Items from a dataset
⁂
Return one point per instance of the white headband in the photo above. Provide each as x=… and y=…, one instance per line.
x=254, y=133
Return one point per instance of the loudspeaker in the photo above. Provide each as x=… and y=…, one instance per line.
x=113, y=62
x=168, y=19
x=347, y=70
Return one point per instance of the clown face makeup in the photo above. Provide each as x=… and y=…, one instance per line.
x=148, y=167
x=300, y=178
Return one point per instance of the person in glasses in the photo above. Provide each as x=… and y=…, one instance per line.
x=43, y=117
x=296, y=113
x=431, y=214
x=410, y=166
⁂
▶ **PROBLEM TO SOLVE**
Rescale every line above, with the requests kept word for word. Multiply each x and y coordinate in the answers by 0.2 and round to the nearest whole number, rounding halves up.

▶ **SOLVED EXERCISE**
Return one point per instance of the white headband in the photo above. Provide each as x=… and y=…, one instance per line.
x=51, y=27
Return one point per instance of the loudspeaker in the photo above. Provide each as x=… and y=…, one instance per line.
x=23, y=12
x=34, y=4
x=69, y=14
Return one point per instance of the clown face makeup in the photo above. Provide each as x=… and y=…, one instance per line.
x=30, y=33
x=60, y=36
Return one point per instance of the person in glasses in the photo above. Provide each as x=… and y=…, one instance per line.
x=9, y=23
x=59, y=23
x=86, y=43
x=82, y=33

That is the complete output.